# [Task statement]
Please render the items below as a numbered list, starting at the line that contains "drop a point: the closet rod" and ending at the final line of the items, with any blank lines left out.

# [Task data]
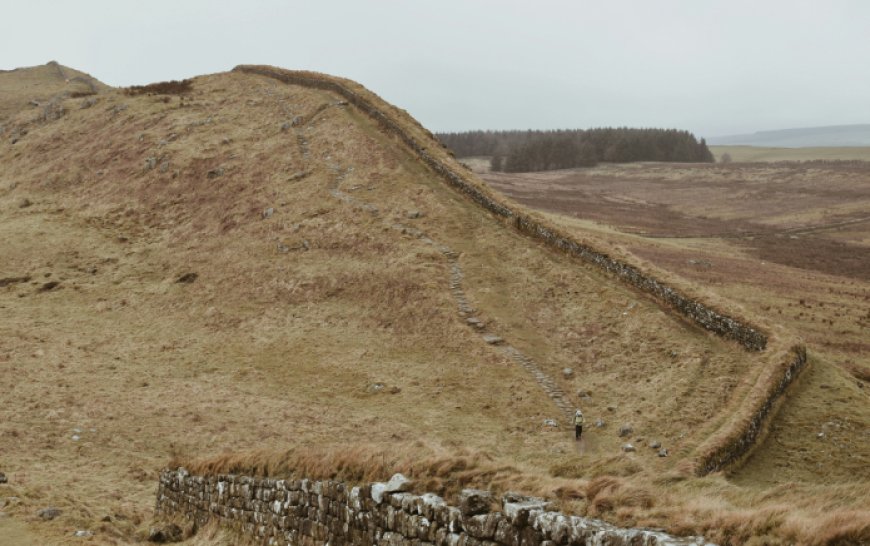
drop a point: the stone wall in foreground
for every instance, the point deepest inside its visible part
(307, 513)
(739, 435)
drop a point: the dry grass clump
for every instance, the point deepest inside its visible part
(172, 87)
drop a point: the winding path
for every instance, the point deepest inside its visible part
(465, 309)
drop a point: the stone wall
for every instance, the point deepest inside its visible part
(706, 317)
(741, 433)
(306, 513)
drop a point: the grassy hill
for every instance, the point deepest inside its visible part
(257, 273)
(30, 88)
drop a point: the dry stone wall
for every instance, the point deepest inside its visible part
(307, 513)
(732, 443)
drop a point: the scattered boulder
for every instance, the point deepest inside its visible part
(474, 321)
(48, 513)
(187, 278)
(168, 533)
(474, 501)
(50, 285)
(397, 484)
(492, 339)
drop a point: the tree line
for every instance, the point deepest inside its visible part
(525, 151)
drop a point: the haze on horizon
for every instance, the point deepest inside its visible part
(712, 68)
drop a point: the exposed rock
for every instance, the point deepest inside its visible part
(50, 285)
(492, 339)
(518, 508)
(187, 278)
(168, 533)
(474, 501)
(397, 484)
(48, 513)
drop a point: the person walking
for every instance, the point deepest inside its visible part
(578, 424)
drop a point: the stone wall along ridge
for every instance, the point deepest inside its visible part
(308, 512)
(737, 437)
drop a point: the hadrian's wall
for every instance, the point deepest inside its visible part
(728, 445)
(307, 513)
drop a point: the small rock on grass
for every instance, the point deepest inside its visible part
(168, 533)
(187, 278)
(48, 513)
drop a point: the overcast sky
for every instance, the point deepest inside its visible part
(713, 67)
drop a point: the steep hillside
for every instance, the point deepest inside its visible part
(252, 264)
(32, 88)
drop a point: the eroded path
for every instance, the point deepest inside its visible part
(465, 310)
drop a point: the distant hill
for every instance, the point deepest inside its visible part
(834, 135)
(23, 88)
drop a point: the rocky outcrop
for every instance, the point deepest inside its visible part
(307, 512)
(737, 436)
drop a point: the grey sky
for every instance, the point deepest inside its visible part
(711, 67)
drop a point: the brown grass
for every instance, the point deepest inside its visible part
(278, 349)
(172, 87)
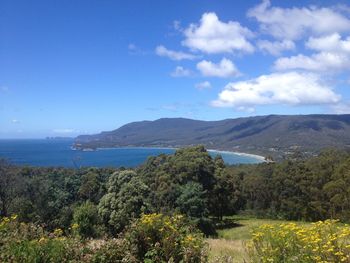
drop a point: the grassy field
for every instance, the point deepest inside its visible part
(230, 241)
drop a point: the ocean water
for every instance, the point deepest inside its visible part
(42, 152)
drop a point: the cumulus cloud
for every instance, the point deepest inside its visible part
(294, 23)
(333, 55)
(290, 88)
(341, 108)
(181, 72)
(225, 68)
(63, 130)
(203, 85)
(329, 43)
(174, 55)
(275, 47)
(214, 36)
(324, 61)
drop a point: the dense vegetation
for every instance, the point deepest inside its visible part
(276, 135)
(139, 205)
(190, 182)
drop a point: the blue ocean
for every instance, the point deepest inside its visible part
(52, 152)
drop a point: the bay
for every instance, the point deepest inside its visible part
(58, 153)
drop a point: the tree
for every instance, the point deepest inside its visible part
(85, 216)
(126, 199)
(10, 186)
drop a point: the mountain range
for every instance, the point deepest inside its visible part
(275, 135)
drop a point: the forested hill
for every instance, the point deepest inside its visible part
(275, 135)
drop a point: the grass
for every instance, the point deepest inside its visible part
(230, 241)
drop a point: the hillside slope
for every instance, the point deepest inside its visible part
(273, 134)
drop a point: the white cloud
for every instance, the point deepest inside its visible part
(276, 47)
(203, 85)
(341, 108)
(63, 130)
(181, 72)
(225, 68)
(330, 43)
(294, 23)
(214, 36)
(174, 55)
(324, 61)
(279, 88)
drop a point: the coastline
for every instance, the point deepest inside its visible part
(260, 158)
(255, 156)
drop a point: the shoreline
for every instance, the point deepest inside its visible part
(255, 156)
(250, 155)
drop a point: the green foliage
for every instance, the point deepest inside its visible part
(160, 238)
(321, 242)
(85, 218)
(20, 242)
(126, 199)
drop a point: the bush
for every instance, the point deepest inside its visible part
(324, 241)
(85, 219)
(160, 238)
(20, 242)
(111, 251)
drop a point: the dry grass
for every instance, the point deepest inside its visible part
(226, 251)
(229, 246)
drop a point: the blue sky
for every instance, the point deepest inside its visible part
(74, 67)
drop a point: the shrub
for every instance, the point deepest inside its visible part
(324, 241)
(160, 238)
(111, 251)
(85, 218)
(20, 242)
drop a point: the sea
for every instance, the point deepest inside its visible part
(59, 153)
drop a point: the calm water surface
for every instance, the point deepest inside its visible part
(42, 152)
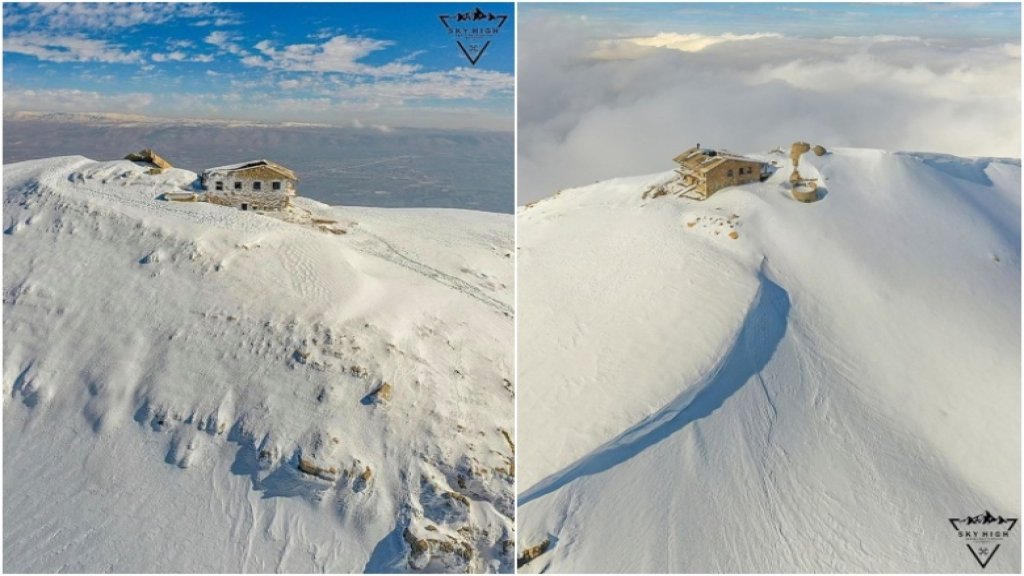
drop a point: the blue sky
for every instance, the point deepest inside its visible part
(612, 89)
(384, 65)
(995, 21)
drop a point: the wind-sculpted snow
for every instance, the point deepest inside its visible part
(834, 406)
(762, 330)
(185, 384)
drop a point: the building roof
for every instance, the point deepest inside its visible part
(704, 160)
(255, 164)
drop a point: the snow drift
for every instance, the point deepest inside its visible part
(189, 387)
(750, 383)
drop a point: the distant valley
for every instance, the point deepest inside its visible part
(354, 166)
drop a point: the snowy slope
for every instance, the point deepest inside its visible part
(820, 393)
(169, 367)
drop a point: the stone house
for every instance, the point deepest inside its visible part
(707, 171)
(259, 184)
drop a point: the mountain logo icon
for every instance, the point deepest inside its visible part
(473, 31)
(983, 534)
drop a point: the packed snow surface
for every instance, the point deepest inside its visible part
(750, 383)
(189, 387)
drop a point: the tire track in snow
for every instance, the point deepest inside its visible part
(392, 254)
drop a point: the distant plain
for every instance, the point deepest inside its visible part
(356, 166)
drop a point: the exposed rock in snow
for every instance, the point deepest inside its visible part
(182, 381)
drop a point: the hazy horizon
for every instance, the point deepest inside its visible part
(354, 166)
(333, 63)
(617, 89)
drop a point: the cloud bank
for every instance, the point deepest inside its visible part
(592, 108)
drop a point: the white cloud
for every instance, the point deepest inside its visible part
(69, 48)
(694, 42)
(340, 53)
(178, 55)
(593, 108)
(225, 41)
(76, 100)
(82, 15)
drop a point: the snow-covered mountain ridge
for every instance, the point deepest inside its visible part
(193, 387)
(750, 383)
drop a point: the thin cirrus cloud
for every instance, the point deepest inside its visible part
(341, 53)
(244, 62)
(594, 106)
(90, 15)
(69, 49)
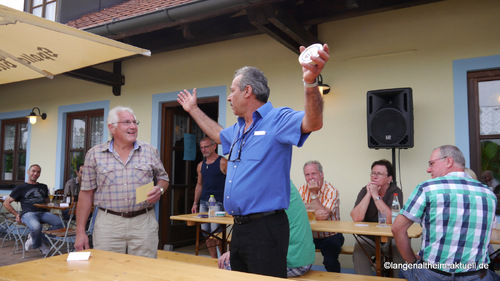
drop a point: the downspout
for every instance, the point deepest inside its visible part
(168, 15)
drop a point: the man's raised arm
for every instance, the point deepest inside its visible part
(313, 118)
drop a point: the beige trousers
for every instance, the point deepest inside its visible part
(363, 265)
(135, 236)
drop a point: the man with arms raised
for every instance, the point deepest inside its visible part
(260, 146)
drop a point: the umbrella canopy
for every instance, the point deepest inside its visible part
(33, 47)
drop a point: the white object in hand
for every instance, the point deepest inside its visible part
(312, 50)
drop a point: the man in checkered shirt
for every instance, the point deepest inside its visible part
(457, 214)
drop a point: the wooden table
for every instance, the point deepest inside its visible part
(57, 244)
(104, 265)
(381, 234)
(195, 220)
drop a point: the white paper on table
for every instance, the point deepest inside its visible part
(142, 191)
(78, 256)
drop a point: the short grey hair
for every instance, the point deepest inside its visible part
(318, 165)
(113, 114)
(453, 152)
(254, 77)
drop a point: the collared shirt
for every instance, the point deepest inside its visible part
(115, 182)
(456, 214)
(329, 198)
(259, 181)
(72, 187)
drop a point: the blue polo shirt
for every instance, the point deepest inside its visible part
(258, 171)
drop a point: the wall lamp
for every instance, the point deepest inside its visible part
(323, 88)
(33, 116)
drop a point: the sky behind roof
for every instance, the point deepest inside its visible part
(16, 4)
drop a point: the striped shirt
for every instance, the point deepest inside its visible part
(115, 182)
(456, 214)
(329, 198)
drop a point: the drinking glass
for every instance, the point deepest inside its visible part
(382, 219)
(51, 196)
(311, 215)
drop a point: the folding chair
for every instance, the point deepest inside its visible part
(59, 237)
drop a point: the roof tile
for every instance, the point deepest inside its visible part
(123, 11)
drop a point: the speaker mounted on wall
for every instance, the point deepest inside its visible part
(390, 118)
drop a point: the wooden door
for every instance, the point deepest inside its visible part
(182, 173)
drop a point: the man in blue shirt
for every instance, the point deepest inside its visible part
(260, 146)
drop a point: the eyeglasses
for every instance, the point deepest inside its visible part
(377, 174)
(434, 161)
(128, 123)
(206, 146)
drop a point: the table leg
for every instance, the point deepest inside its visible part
(198, 226)
(378, 256)
(224, 240)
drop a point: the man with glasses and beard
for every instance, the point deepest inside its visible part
(457, 214)
(376, 196)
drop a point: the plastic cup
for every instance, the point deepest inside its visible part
(382, 219)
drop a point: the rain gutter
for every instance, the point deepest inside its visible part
(169, 15)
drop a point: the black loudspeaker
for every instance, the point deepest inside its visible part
(390, 118)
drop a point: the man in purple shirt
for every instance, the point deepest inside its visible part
(260, 147)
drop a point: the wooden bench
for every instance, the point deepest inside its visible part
(345, 250)
(311, 275)
(200, 260)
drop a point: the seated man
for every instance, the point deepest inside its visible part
(72, 188)
(321, 196)
(29, 193)
(456, 214)
(301, 252)
(376, 195)
(211, 180)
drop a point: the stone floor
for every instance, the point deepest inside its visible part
(7, 258)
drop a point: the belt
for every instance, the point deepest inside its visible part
(129, 214)
(468, 273)
(256, 216)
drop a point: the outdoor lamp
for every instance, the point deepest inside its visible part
(33, 116)
(323, 88)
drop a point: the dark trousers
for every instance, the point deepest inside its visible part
(330, 249)
(260, 246)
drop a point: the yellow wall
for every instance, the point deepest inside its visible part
(412, 47)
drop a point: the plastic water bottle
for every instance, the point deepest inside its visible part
(212, 206)
(395, 207)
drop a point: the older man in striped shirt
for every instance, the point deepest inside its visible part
(321, 196)
(457, 214)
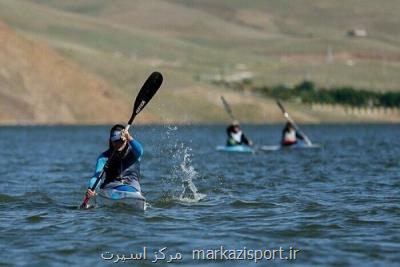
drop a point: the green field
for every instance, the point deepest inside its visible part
(279, 42)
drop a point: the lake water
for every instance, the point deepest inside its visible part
(336, 206)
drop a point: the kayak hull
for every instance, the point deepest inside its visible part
(235, 149)
(122, 195)
(295, 146)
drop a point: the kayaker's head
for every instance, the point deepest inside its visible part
(116, 141)
(235, 125)
(289, 126)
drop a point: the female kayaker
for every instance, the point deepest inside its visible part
(236, 136)
(124, 165)
(290, 135)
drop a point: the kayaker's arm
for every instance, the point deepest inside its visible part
(101, 161)
(137, 148)
(246, 141)
(299, 136)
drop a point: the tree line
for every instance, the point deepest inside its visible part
(308, 93)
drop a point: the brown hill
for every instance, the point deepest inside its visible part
(39, 86)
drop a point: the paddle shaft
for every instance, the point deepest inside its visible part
(287, 116)
(228, 108)
(149, 88)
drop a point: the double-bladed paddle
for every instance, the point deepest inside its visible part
(287, 116)
(149, 88)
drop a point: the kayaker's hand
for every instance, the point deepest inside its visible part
(90, 193)
(125, 135)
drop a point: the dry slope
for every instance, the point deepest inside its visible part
(39, 86)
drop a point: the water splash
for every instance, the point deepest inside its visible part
(190, 193)
(182, 173)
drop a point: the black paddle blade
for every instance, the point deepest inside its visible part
(149, 88)
(281, 106)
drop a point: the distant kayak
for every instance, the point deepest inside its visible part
(238, 149)
(122, 194)
(295, 146)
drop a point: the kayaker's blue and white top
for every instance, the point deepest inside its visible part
(124, 167)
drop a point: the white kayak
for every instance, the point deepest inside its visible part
(237, 149)
(295, 146)
(122, 194)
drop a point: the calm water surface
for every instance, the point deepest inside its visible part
(339, 205)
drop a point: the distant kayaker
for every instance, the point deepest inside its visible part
(290, 135)
(124, 167)
(236, 136)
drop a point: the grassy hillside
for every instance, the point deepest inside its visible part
(279, 42)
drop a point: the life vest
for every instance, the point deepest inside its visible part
(124, 167)
(290, 137)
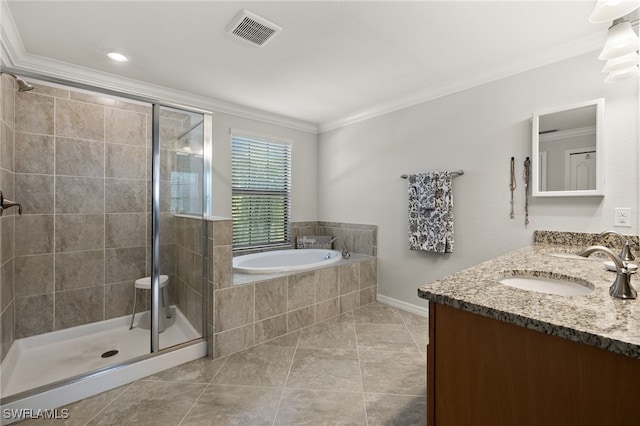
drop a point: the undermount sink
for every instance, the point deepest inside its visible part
(542, 282)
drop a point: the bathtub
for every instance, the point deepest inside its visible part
(272, 262)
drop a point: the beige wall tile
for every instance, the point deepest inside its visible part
(233, 341)
(118, 299)
(126, 230)
(125, 161)
(34, 275)
(79, 120)
(35, 193)
(349, 277)
(126, 127)
(35, 234)
(271, 298)
(78, 232)
(92, 98)
(77, 157)
(327, 286)
(79, 269)
(222, 269)
(6, 284)
(367, 295)
(33, 315)
(78, 307)
(349, 302)
(222, 232)
(234, 307)
(79, 195)
(125, 264)
(270, 328)
(7, 331)
(8, 99)
(327, 309)
(125, 196)
(300, 318)
(7, 232)
(7, 147)
(301, 290)
(368, 273)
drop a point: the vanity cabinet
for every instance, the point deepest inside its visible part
(482, 371)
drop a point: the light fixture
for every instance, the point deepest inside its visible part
(621, 40)
(622, 75)
(610, 10)
(118, 57)
(623, 62)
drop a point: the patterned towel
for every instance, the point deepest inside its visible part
(431, 212)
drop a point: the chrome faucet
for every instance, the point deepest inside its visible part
(5, 204)
(345, 251)
(625, 254)
(621, 287)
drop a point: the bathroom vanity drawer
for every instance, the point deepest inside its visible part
(484, 371)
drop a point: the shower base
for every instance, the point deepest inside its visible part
(44, 359)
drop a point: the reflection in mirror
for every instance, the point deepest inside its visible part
(567, 150)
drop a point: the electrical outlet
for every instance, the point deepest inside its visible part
(622, 217)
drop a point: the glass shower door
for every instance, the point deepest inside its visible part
(182, 240)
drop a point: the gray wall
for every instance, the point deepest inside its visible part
(477, 130)
(304, 167)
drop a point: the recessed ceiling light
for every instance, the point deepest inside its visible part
(118, 57)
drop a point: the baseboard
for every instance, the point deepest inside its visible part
(423, 311)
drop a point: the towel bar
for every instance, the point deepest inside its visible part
(453, 174)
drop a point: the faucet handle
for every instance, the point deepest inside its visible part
(625, 254)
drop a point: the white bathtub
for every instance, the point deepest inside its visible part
(272, 262)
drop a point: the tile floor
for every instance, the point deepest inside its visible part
(366, 367)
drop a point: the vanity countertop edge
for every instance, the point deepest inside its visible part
(594, 319)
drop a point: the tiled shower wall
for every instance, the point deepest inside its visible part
(358, 238)
(7, 220)
(81, 176)
(186, 286)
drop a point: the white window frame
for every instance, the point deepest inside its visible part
(268, 195)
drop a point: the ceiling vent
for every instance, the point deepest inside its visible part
(252, 28)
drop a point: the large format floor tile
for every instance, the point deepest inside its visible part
(362, 368)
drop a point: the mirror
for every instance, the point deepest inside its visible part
(567, 151)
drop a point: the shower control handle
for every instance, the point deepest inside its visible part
(6, 203)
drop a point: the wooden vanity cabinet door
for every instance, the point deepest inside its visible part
(482, 371)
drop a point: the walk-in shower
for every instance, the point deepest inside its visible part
(113, 191)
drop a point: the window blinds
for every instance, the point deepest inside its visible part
(261, 192)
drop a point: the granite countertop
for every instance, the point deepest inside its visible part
(594, 319)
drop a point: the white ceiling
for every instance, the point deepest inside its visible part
(332, 62)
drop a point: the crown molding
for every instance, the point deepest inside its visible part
(565, 134)
(15, 57)
(558, 53)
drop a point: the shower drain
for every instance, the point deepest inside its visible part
(109, 353)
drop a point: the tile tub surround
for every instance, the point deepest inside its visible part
(595, 319)
(81, 241)
(359, 238)
(258, 308)
(362, 368)
(583, 239)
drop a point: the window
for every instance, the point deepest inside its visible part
(260, 191)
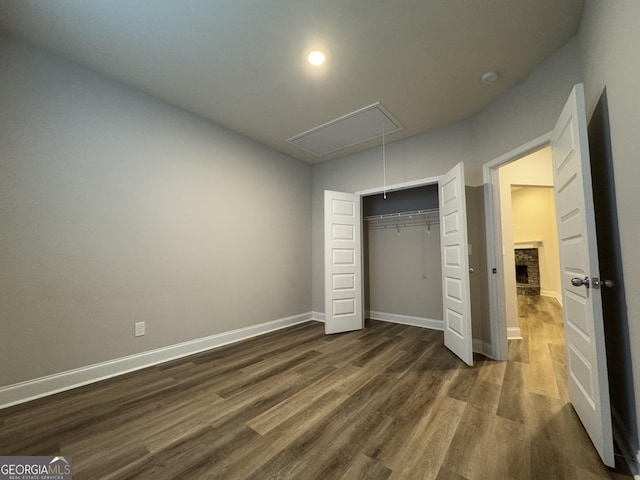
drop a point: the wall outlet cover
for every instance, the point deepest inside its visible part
(139, 329)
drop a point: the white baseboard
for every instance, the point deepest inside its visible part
(59, 382)
(407, 320)
(514, 333)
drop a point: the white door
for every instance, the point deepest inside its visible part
(342, 263)
(455, 264)
(584, 330)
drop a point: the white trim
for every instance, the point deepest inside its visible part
(407, 320)
(317, 316)
(399, 186)
(514, 333)
(497, 309)
(59, 382)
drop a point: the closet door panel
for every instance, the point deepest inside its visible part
(343, 262)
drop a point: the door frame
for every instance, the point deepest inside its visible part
(493, 224)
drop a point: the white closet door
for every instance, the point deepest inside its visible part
(582, 306)
(342, 262)
(455, 264)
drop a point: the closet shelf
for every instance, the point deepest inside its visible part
(404, 219)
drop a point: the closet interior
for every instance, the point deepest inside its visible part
(402, 263)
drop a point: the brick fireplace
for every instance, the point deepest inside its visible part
(527, 271)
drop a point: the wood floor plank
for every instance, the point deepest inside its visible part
(389, 401)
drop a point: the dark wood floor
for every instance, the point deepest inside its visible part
(386, 402)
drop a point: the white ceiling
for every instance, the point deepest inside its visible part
(241, 63)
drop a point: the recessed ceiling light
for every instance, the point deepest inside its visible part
(316, 57)
(489, 77)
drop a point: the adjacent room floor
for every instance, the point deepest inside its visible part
(389, 401)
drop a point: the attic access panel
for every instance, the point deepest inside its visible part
(348, 130)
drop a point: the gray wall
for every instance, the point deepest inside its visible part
(117, 208)
(609, 40)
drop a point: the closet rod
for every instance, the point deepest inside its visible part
(402, 225)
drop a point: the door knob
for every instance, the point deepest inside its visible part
(578, 282)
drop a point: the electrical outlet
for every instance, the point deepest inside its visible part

# [Reply]
1. drop a point: the closet rod
2. for every instance, the point deepest inside its visible part
3. (402, 225)
4. drop a point: the door knob
5. for every instance, the point deepest inside its visible part
6. (578, 282)
7. drop a point: the electrical outlet
8. for every instance, the point deepest inside its visible part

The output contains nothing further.